In your reply, print every line of the listing exactly and omit all images.
◇ ◇ ◇ ◇ ◇
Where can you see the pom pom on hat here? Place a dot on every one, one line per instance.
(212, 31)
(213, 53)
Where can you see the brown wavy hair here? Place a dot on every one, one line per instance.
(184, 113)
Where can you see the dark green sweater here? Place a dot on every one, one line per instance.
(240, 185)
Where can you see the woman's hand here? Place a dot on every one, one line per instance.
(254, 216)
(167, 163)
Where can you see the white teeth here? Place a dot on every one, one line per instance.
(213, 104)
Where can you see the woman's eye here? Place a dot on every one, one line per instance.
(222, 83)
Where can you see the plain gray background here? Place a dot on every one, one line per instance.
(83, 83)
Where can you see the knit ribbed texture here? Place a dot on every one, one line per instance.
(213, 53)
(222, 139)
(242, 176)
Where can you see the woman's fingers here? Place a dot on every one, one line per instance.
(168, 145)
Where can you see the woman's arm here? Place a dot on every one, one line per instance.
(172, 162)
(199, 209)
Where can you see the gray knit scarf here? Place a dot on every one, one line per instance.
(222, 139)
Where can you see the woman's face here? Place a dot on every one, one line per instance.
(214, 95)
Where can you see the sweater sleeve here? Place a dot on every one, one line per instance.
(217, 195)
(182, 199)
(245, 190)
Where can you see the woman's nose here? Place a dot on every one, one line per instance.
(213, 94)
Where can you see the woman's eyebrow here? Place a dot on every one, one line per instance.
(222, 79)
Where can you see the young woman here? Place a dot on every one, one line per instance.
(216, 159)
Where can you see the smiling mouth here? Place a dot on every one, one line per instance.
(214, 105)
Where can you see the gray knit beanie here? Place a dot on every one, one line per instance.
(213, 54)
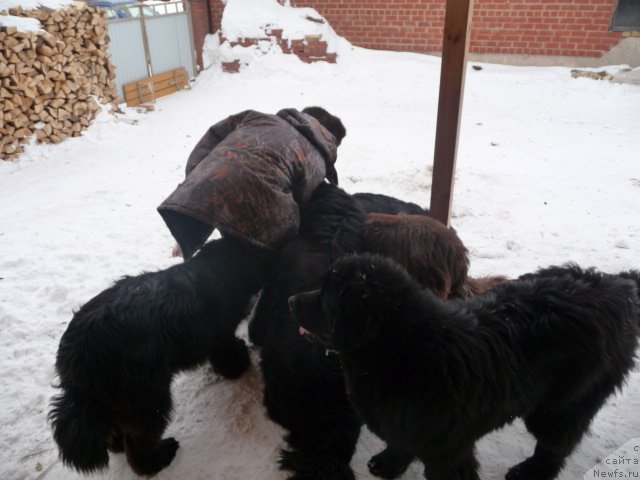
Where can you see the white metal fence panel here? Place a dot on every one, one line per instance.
(170, 42)
(127, 52)
(150, 38)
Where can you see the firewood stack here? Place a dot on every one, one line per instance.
(51, 81)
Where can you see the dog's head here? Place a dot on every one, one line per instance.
(361, 299)
(328, 121)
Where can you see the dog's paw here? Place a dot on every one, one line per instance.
(115, 442)
(313, 467)
(532, 469)
(167, 451)
(232, 361)
(388, 464)
(148, 460)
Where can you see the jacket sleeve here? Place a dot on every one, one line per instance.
(213, 137)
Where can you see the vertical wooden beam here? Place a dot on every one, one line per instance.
(457, 24)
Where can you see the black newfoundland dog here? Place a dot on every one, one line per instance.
(304, 389)
(121, 350)
(431, 376)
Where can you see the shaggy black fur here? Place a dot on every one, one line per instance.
(378, 203)
(328, 121)
(304, 391)
(431, 376)
(120, 352)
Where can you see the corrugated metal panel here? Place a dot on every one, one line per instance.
(169, 42)
(127, 52)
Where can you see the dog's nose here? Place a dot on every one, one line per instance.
(292, 302)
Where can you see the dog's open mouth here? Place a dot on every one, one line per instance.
(309, 335)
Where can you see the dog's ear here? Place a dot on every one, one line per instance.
(328, 121)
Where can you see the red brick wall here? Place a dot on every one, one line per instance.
(538, 27)
(200, 24)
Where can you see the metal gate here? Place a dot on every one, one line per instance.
(150, 38)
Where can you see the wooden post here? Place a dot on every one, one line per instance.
(454, 51)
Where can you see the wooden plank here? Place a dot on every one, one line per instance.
(149, 98)
(132, 86)
(177, 84)
(452, 74)
(163, 84)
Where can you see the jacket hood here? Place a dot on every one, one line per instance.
(318, 136)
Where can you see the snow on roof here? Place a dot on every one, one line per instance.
(26, 24)
(254, 18)
(21, 23)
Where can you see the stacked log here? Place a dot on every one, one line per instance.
(52, 80)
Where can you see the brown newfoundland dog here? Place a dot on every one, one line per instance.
(433, 254)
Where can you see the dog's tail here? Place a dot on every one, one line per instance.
(476, 286)
(632, 275)
(81, 431)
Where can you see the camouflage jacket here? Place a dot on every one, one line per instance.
(247, 176)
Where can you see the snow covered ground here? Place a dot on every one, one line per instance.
(548, 171)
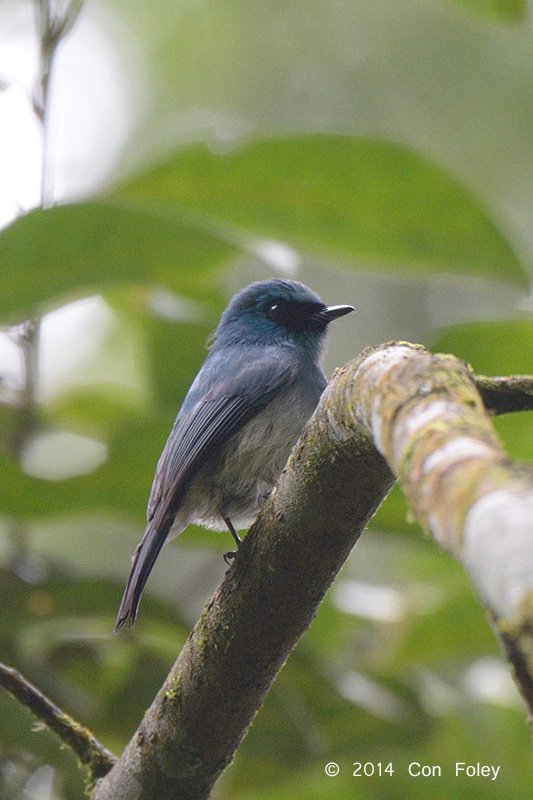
◇ ◇ ◇ ◇ ◇
— Solution for this exercise —
Where can you see the pom pom on hat here? Place a dot on every one, one line per instance.
(212, 31)
(213, 53)
Where can you see the brown wavy hair here? Place a dot on every one, one line per instance.
(184, 113)
Where can you see the dark green sweater here? Place a dot on every one, one line per instance.
(240, 185)
Where can you see the woman's hand here? Place a dot on every one, one line per instance.
(254, 216)
(167, 163)
Where can you see the white teeth here? Place a dot on every one, one line per instance.
(213, 104)
Where can you see the woman's eye here? Place a dot on every one, one line per instance.
(222, 83)
Where can you see the plain gray background here? Place a dot on every one, one line per instance.
(83, 83)
Where can you see the knit ribbed texture here? Place a dot on every one, one line per instance.
(213, 53)
(222, 139)
(242, 176)
Where can you see the woman's fingers here? Place a dot on every one, one line per instance.
(168, 145)
Where can you see the woman's arm here? Place a dot on every one, one line per instance.
(172, 162)
(199, 209)
Where can you see the gray knit scarf here? Place a dot on every one, one line per instance.
(222, 139)
Where can you see the woman's face here? Place a dot on every one, one line per instance.
(214, 95)
Where can you see the sweater sleeve here? Place a dot on every one, one line per instance.
(217, 195)
(182, 199)
(245, 190)
Where can you see the woman's nose here? Place a dot on every one, one line per instance.
(213, 94)
Where can you see the woman's eyebrow here? Place a dot on every one, one line per instance.
(222, 79)
Where can you see the young woman here? Place a dot on every one, one line per instance.
(216, 159)
Where can you see the smiling mouth here? Place a dot on every one, one line per instance.
(214, 105)
Where can you see the gray knit beanie here? Place a dot on every one, one line per instance.
(213, 54)
Where can you see the white metal fence panel here? Place a dot on every one, one line per instance.
(170, 42)
(127, 52)
(150, 38)
Where can you see the firewood stack here? Place a dot on every one, one line per instance.
(51, 81)
Where can you see the dog's head here? Place a dot on every one, one line per instance.
(361, 299)
(328, 121)
Where can you see the dog's paw here? Place a dot on every one, one line per instance.
(115, 442)
(313, 467)
(532, 469)
(167, 451)
(232, 361)
(388, 464)
(148, 460)
Where can you see the jacket sleeve here? Place a dot on every one, one line per instance.
(213, 137)
Where can you see the vertical wooden beam here? Place a dot on every one, one line per instance.
(457, 24)
Where can you see the black newfoundland dog here? Place a dot on every one, one line per instance.
(304, 389)
(121, 350)
(431, 376)
Where can you see the shaggy black fur here? Place a dot on every one, one line per instance.
(378, 203)
(328, 121)
(304, 391)
(431, 376)
(120, 352)
Where can you see the corrugated metal panel here? Place a dot on every one, one line per instance.
(169, 42)
(127, 52)
Where can you see the dog's nose here? Place a dot on every one, one line per instance.
(292, 302)
Where can you see the dog's open mouth here? Place a dot on every one, one line per instance.
(309, 335)
Where can you see the dog's ear here? Place a dot on every one, one line per instance.
(328, 121)
Where can you see the red brick wall here? Place a dot on every one, one line per instance.
(538, 27)
(200, 24)
Where can you see the metal gate here? Place a dot on every one, one line per instance.
(150, 38)
Where can you see the wooden post here? Place a dot on every one, one line per instance.
(454, 51)
Where can you see the wooden plank here? Place a dot on every one, one line per instance.
(149, 98)
(132, 86)
(177, 84)
(452, 74)
(163, 84)
Where can you see the jacket hood here? Place a dot on every one, one line per instance.
(318, 136)
Where can you see the snow on roof here? Place a dot on every one, one line per instance.
(26, 24)
(254, 18)
(21, 23)
Where can you see the stacked log here? Place a dot on every one, one line per instance.
(52, 80)
Where can you see the brown newfoundland dog here? Place a dot on every one, one line per instance.
(433, 254)
Where can you see the dog's tail here? Place a dot on every one, one line per instance.
(476, 286)
(632, 275)
(81, 431)
Where can you see the camouflage jacket here? Place a dot on every one, one line per instance.
(247, 176)
Where can you see the snow covered ground here? Place a dot on every one, one line per instance.
(548, 171)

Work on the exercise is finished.